Write out all of the data without omission, exactly as shown.

-- Pointing records --
○ ○ ○

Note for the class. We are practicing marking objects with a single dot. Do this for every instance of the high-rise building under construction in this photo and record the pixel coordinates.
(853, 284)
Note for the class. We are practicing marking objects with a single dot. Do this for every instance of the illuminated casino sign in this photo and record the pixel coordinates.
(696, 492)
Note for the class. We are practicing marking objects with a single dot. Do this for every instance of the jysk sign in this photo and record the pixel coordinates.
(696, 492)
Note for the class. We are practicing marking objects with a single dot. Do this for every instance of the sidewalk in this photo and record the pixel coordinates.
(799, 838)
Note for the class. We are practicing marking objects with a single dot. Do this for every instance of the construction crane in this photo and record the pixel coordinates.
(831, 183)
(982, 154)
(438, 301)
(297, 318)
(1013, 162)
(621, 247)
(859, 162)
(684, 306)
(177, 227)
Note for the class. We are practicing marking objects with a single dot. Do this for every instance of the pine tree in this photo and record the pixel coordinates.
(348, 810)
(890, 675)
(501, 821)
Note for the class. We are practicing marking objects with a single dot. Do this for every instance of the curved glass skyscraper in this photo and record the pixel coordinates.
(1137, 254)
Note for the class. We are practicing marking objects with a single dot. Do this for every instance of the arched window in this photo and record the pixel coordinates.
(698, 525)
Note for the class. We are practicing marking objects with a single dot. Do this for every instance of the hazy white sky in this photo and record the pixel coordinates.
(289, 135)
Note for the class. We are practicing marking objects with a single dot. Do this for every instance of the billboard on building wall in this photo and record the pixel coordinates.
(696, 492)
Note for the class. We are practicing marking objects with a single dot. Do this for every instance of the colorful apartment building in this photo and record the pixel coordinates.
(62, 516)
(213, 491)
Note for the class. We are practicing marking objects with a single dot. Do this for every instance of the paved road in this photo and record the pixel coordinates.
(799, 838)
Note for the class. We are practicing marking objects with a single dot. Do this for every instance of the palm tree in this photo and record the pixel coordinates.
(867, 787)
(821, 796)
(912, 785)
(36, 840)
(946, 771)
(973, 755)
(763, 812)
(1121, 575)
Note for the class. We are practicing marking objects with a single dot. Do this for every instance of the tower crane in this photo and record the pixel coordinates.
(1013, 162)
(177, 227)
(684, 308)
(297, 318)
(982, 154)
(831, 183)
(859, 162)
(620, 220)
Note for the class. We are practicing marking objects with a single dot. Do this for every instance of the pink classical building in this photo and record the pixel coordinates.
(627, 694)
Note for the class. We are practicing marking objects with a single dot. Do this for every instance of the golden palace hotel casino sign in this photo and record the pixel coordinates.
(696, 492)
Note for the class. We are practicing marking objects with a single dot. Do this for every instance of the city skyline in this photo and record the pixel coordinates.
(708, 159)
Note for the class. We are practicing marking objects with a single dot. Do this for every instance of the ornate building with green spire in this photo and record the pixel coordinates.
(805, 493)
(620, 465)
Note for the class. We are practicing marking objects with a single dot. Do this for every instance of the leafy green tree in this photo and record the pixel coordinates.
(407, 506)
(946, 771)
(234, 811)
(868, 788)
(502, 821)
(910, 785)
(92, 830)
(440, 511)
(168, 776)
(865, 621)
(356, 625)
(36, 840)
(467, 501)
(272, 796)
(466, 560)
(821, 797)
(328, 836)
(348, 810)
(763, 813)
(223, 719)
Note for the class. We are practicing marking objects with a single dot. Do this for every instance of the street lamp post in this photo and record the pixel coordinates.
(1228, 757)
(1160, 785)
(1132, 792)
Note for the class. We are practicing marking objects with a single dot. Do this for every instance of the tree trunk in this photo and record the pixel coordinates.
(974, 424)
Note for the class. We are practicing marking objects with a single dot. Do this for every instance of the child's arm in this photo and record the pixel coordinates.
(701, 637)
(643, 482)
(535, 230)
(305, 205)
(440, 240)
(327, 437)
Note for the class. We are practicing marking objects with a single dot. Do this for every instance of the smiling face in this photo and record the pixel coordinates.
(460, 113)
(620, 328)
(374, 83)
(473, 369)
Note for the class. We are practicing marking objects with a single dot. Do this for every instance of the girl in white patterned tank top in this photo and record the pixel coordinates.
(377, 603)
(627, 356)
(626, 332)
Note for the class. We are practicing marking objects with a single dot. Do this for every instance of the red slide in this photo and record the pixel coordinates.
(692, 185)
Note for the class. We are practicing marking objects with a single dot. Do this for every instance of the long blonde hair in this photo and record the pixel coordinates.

○ ○ ○

-- Response to the task --
Note for the class. We are practicing marking objects with a single dot. Do this for every instance of the high-rise building under construction in this photo and record the pixel coordinates.
(853, 284)
Note for the class. We are practicing marking objects with a single dot. Do this for every instance of the illuminated casino sign in this photo and record the pixel coordinates.
(696, 492)
Note for the class. We are practicing marking objects with a single dot. Do this for every instance of the jysk sign in this photo and record the pixel coordinates.
(696, 492)
Note for the class. We are practicing marking objects with a single dot. Do this for every instance of the sidewalk in this photo and record the pixel coordinates.
(799, 838)
Note for the class. We are practicing marking objects with a single dot. Do this for every instance of the construction crane in this photo and record the pixel coordinates.
(831, 183)
(982, 154)
(438, 301)
(297, 318)
(1013, 162)
(621, 247)
(859, 162)
(684, 306)
(177, 227)
Note for the class. We are practicing marking objects with a single dot. Do this for every instance of the pine tree in this photo and record the pixel coordinates.
(348, 810)
(890, 675)
(501, 821)
Note for the class. We are practicing marking objects with a single dot. Do this for every instance of the curved glass skyscraper in this photo and record the pixel coordinates.
(1137, 254)
Note for the class. We are practicing marking objects with a single dot. Do this for every instance of the arched window in this photo and record the pixel coordinates.
(698, 525)
Note for the class. We are practicing marking objects with a single dot. Do this for every instance of the hazy white sky in this photo and record the pixel coordinates.
(289, 135)
Note for the class. We are practicing marking objects with a single dot. Do this for every instance of the billboard on building wall in this photo and record the pixel coordinates.
(696, 492)
Note for the class. We are practicing marking objects with a single dot. Do this for every instance of the colorful apartment building in this photo and record the pixel coordinates.
(62, 516)
(213, 491)
Note for the class. We are practicing marking objects with a single dot. Do this for every instance of the paved road in this photo and record the pixel coordinates.
(799, 838)
Note for the class. We are practicing marking objects with a single dot. Do this for every instance of the palm tree in this photo and record the pixel coordinates.
(867, 787)
(821, 796)
(912, 785)
(36, 840)
(946, 771)
(973, 755)
(763, 812)
(1121, 575)
Note for the class. We are practicing marking objects with a single dot. Do this for every instance of the tower crane in this photo and record the pixel coordinates.
(1013, 162)
(177, 227)
(684, 308)
(297, 318)
(982, 154)
(831, 183)
(859, 162)
(620, 220)
Note for the class. We are practicing marking objects with a single dot. Do this for every instance of the pink classical building in this photo and record the pixel coordinates.
(627, 694)
Note for the class. We are practicing marking objects with a single dot. Do this for every instance of the golden palace hotel casino sign in this photo and record the pixel coordinates.
(696, 492)
Note for the class. We are practicing marking objects with a single dot. Do this for every instance of the city skyline in this photo and record the pixel coordinates.
(708, 159)
Note for the class. We are practicing marking objects with a single dot. Do this for every instance of the ornate building with green spire in this photo and record the pixel coordinates.
(805, 493)
(620, 465)
Note for the class. We are practicing marking objects with a single dot. Do this for every instance of the leafy green tree in this photo and record the pixel coordinates.
(407, 506)
(946, 771)
(234, 811)
(868, 788)
(502, 821)
(910, 785)
(92, 830)
(440, 511)
(168, 776)
(865, 621)
(356, 625)
(36, 840)
(467, 501)
(272, 796)
(466, 560)
(821, 797)
(328, 836)
(348, 810)
(763, 813)
(223, 719)
Note for the class. We are practicing marking objects with a single dot. Do this for every instance of the street lamp post in this photo and record the pixel coordinates.
(1228, 757)
(1160, 785)
(1132, 792)
Note for the class. We are practicing marking objects with a single dot. Do this for every instance of the tree trunk in this photo and record the pixel coordinates.
(974, 424)
Note for the class. We are practicing marking objects with a single dot. Do this for every instance of the child's arm in this photo and record the pixel coordinates.
(701, 637)
(643, 482)
(535, 230)
(305, 205)
(440, 240)
(327, 437)
Note for the class. We are practicing marking objects with a single dot. Do this for every instance of the smiling face in this photo and record the pixel coordinates.
(460, 113)
(620, 328)
(374, 83)
(473, 369)
Note for the class. We are practicing marking objects with a single dot. Do this for every instance of the girl in white patterned tank top in this photo and record the pixel coordinates.
(377, 603)
(627, 356)
(626, 332)
Note for the class. We are practicing marking objects with a single dot. Do this for every instance of the red slide in this photo and record the pixel coordinates.
(692, 185)
Note for the class. We are practicing marking objects with a single dot. Do this for every instance of the long blonde hair in this photo and record the pixel coordinates.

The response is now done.